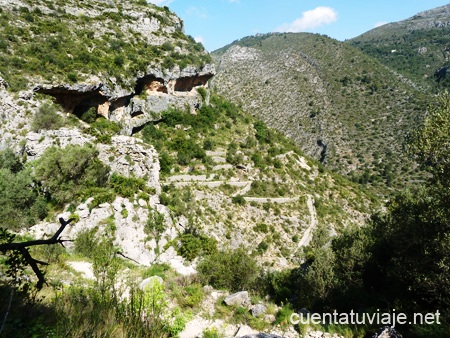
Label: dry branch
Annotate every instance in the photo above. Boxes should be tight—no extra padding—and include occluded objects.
[0,217,75,289]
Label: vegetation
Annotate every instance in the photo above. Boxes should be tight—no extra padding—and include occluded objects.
[268,95,450,337]
[213,33,428,194]
[0,1,210,91]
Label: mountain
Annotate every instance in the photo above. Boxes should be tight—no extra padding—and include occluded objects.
[346,5,450,90]
[211,33,426,191]
[0,0,384,337]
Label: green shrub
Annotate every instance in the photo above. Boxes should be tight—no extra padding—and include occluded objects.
[34,144,109,205]
[197,248,259,292]
[75,227,98,257]
[174,232,217,261]
[231,195,246,205]
[109,173,154,198]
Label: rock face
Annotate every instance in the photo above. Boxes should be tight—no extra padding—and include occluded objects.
[0,0,215,135]
[224,291,250,306]
[34,65,215,135]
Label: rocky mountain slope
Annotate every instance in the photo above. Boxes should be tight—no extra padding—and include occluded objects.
[347,5,450,88]
[0,0,428,337]
[212,33,425,193]
[0,0,214,134]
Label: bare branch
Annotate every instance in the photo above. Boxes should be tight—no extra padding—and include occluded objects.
[0,217,75,289]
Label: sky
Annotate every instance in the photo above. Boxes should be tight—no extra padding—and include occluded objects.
[147,0,450,52]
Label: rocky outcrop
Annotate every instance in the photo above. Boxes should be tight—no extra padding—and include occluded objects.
[223,291,250,306]
[34,65,215,135]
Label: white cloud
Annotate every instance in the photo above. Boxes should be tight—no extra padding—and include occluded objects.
[147,0,173,6]
[375,21,387,28]
[194,36,205,43]
[275,6,337,33]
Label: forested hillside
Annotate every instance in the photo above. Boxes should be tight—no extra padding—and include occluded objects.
[0,0,450,338]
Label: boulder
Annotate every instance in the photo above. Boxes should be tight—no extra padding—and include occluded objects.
[224,291,250,306]
[139,276,164,290]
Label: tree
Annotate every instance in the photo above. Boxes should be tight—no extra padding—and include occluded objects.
[0,218,74,289]
[34,144,109,205]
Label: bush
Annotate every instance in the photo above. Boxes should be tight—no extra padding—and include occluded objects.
[35,144,109,205]
[110,173,154,198]
[231,195,246,205]
[0,149,47,230]
[197,248,259,292]
[175,233,217,261]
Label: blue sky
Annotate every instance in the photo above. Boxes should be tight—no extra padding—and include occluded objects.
[148,0,450,51]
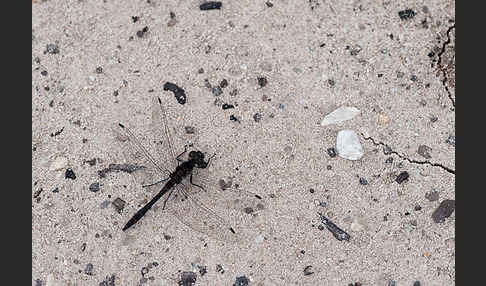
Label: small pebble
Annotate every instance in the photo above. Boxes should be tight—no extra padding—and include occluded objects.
[112,198,125,213]
[219,79,228,88]
[89,182,100,193]
[233,276,250,286]
[395,171,409,184]
[327,147,337,158]
[44,44,59,55]
[257,77,268,87]
[321,106,360,126]
[64,168,76,180]
[432,200,456,223]
[336,130,364,160]
[417,145,432,159]
[84,263,94,275]
[425,191,439,202]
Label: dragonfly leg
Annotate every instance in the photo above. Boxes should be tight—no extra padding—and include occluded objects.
[142,178,169,188]
[176,145,187,165]
[189,173,206,191]
[162,191,172,210]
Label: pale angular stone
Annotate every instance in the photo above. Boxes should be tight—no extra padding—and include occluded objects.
[336,130,364,160]
[321,106,360,126]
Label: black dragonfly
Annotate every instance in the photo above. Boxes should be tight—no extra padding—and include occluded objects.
[114,98,264,241]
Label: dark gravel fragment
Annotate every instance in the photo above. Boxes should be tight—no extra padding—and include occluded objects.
[64,168,76,180]
[44,44,59,55]
[89,182,100,193]
[99,274,116,286]
[211,86,223,96]
[222,103,235,109]
[199,1,222,11]
[137,26,148,38]
[395,171,410,184]
[398,9,417,20]
[233,276,250,286]
[257,77,268,87]
[446,135,456,147]
[253,112,262,122]
[417,145,432,159]
[425,191,439,202]
[98,164,145,178]
[111,198,126,213]
[164,82,186,104]
[178,271,197,286]
[219,79,228,88]
[327,148,337,158]
[304,265,314,276]
[216,264,224,274]
[84,158,96,166]
[432,200,456,223]
[84,263,94,275]
[359,178,368,186]
[197,265,208,277]
[319,213,351,241]
[230,114,240,122]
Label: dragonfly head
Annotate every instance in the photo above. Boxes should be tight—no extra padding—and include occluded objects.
[189,151,208,168]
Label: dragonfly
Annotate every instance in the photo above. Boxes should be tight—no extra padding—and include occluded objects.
[113,97,264,241]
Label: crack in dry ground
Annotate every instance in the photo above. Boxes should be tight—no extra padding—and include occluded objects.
[437,24,456,107]
[361,133,456,175]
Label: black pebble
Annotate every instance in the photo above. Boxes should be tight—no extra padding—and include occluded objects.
[89,182,100,193]
[257,77,268,87]
[178,271,197,286]
[398,9,417,20]
[432,200,456,223]
[64,168,76,180]
[223,103,235,109]
[84,263,94,275]
[233,276,250,286]
[253,112,262,122]
[327,148,337,158]
[199,1,222,11]
[219,79,228,88]
[44,44,59,55]
[164,82,186,104]
[396,171,409,184]
[112,198,125,213]
[230,114,240,122]
[184,126,196,134]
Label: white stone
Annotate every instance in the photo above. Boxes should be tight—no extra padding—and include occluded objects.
[336,130,364,160]
[49,156,68,171]
[321,106,360,126]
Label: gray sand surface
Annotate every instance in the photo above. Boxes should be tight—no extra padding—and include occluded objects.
[32,0,455,286]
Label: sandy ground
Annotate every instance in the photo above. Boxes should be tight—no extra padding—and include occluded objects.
[32,0,455,285]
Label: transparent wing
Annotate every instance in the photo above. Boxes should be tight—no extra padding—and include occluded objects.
[151,97,177,171]
[161,181,264,242]
[112,124,170,192]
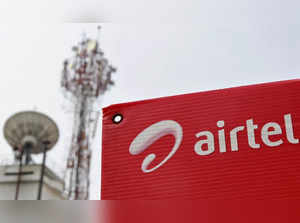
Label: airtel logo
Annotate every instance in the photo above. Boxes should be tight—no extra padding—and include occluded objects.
[129,114,299,173]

- [Exercise directions]
Write out all of the entries above again, putting "partially hidden objects" in place of "occluded objects" and leaving everything else unchanged. Leave out the pictures.

- [Reply]
Label: dry branch
Annotate every instance in the photo above. Boxes should be tight—no extra padding—and include partially hidden objects.
[0,217,75,289]
Label: vegetation
Annotate every instance in the photo above. Boxes should be tight—no extra padding—and include partially hidden objects.
[268,95,450,337]
[213,33,428,194]
[0,1,210,91]
Label: mountain
Annotate every instance in the photo above. Boxes should be tight—no extra padding—and include partially hidden objects.
[346,5,450,90]
[211,33,426,191]
[0,0,384,337]
Label: green shrub
Annotate every instance in the photo above. Boxes should be tight—no extra padding—and include partially hidden objects.
[34,144,109,205]
[197,248,259,292]
[75,227,98,257]
[174,232,217,261]
[231,195,246,205]
[109,173,154,198]
Label: rock face
Annotate every instance in the photo above. Boxes should be tight—no extra padding—and include partially hidden objects.
[0,0,215,135]
[224,291,250,306]
[34,65,215,135]
Label: rocky mountain slope
Annotate every instance in the photo above. Boxes should be tight—no extra padding—and include partially hidden objects.
[347,5,450,88]
[0,0,428,337]
[212,33,425,193]
[0,0,214,134]
Label: bare branch
Annotate every instance in the photo above. Boxes should be tight—no extra padding—and include partially hidden objects.
[0,217,75,289]
Label: sky
Annotate every instance in the photo above. Boxes should be tight—no extra padding—and include partially hidden objects.
[147,0,450,52]
Label: rocky outcrop
Annotate every instance in the photo above. Boxes should be tight—no extra padding—and include partially hidden objects.
[223,291,250,306]
[34,65,215,135]
Label: white cloud
Annotate every instance in the photo above. Boxes should be tight—no extra padding—and include partially hidden objects.
[147,0,173,6]
[375,21,387,28]
[194,36,205,43]
[275,6,337,33]
Label: forested hillside
Annotate every instance in the photo above. Boxes should be tight—no extra padding—and include partially hidden objects.
[0,0,450,338]
Label: boulder
Annotate every instance in the photo above. Boxes should be tight—no extra padding—and include partially hidden objects.
[224,291,250,306]
[139,276,164,290]
Label: tree
Annotate every instance in the photo above. Boxes should be tight—no extra padding—and include partially hidden objects.
[0,218,74,289]
[34,144,109,205]
Label: bush
Annotate every instance in the photo above. Boxes should be tight—no extra padding—and include partially hidden objects.
[35,144,109,205]
[110,173,154,198]
[231,195,246,205]
[0,149,47,230]
[197,248,259,292]
[175,233,217,261]
Label: blue sky
Annotate every instance in the photo above. Boxes should be tight—no extra padding—and include partially hidden objects.
[148,0,450,51]
Label: small pebble
Annotate every instance in the photo above. Boxes should be tight—no extra padding—and include partially hidden objects.
[112,198,125,213]
[219,79,228,88]
[89,182,100,193]
[233,276,250,286]
[395,171,409,184]
[327,147,337,158]
[44,44,59,55]
[257,77,268,87]
[321,106,360,126]
[64,168,76,180]
[432,200,456,223]
[336,130,364,160]
[417,145,432,159]
[84,263,94,275]
[425,191,439,202]
Label: dragonfly leg
Annotate every instance in the photo above. Boxes should be tight—no extra padding—and include partially hidden objects.
[142,178,169,188]
[176,145,187,165]
[189,173,206,191]
[162,191,172,210]
Label: pale angular stone
Annotate every instance in the photo above. Boxes should be tight—no extra padding—and include partially hidden objects.
[336,130,364,160]
[321,106,360,126]
Label: black dragonfly
Annotate every instance in the photo above. Boxes should be tight—no extra padding—and include partially hidden objects.
[114,98,264,241]
Label: dark gravel fragment
Annotate every instance in the photo above. Boxes should be tight—no extra padding—and include partially hidden objects.
[64,168,76,180]
[44,44,59,55]
[89,182,100,193]
[99,274,116,286]
[211,86,223,96]
[222,103,235,109]
[199,1,222,11]
[137,26,148,38]
[395,171,410,184]
[398,9,417,20]
[233,276,250,286]
[257,77,268,87]
[446,135,456,147]
[253,112,262,122]
[417,145,432,159]
[425,191,439,202]
[98,164,145,178]
[111,198,126,213]
[164,82,186,104]
[178,271,197,286]
[219,79,228,88]
[327,148,337,158]
[304,265,314,276]
[216,264,224,274]
[84,158,96,166]
[432,200,456,223]
[84,263,94,275]
[359,178,368,186]
[197,265,208,277]
[319,213,351,241]
[230,114,240,122]
Label: dragonfly head
Annotate every instance in the photo above. Boxes should be tight—no extra padding—and include partially hidden objects.
[189,151,208,168]
Label: dragonfly
Annotate every instance in the photo above. Boxes should be tight—no extra padding—and include partially hidden objects.
[113,97,264,241]
Label: crack in dry ground
Annotate every instance in the photo above. Boxes should be tight—no extra padding—and include partially hidden objects.
[437,24,456,107]
[361,133,456,175]
Label: black pebble
Annotate every instance in the photo above. Boxes should be tight—no extra padding—and include partially hidden objects.
[89,182,100,193]
[257,77,268,87]
[178,271,197,286]
[398,9,417,20]
[432,200,456,223]
[64,168,76,180]
[223,103,235,109]
[84,263,94,275]
[233,276,250,286]
[253,112,262,122]
[327,148,337,158]
[199,1,222,11]
[219,79,228,88]
[44,44,59,55]
[164,82,186,104]
[396,171,409,184]
[112,198,125,213]
[230,114,240,122]
[184,126,196,134]
Label: white stone
Annotate every instance in the photo above. Boxes should be tight—no extra padding—and include partially hidden objects.
[336,130,364,160]
[49,156,68,171]
[321,106,360,126]
Label: gray sand surface
Annotate every instance in the photo above. Boxes should be tight—no extra padding—and include partially hidden objects.
[32,0,455,286]
Label: sandy ground
Annotate every instance in the photo above. Boxes should be tight—no extra padding—and include partially hidden objects.
[32,0,455,285]
Label: transparent wing
Annotate every instance in the photo above. Boxes should be tight—no extra padding—and include partially hidden objects.
[151,97,177,171]
[161,181,264,242]
[112,124,170,192]
Label: airtel logo
Annotate every instance in the photo above. Boxes should be tight—no extra padding—and include partially hidden objects.
[129,114,299,173]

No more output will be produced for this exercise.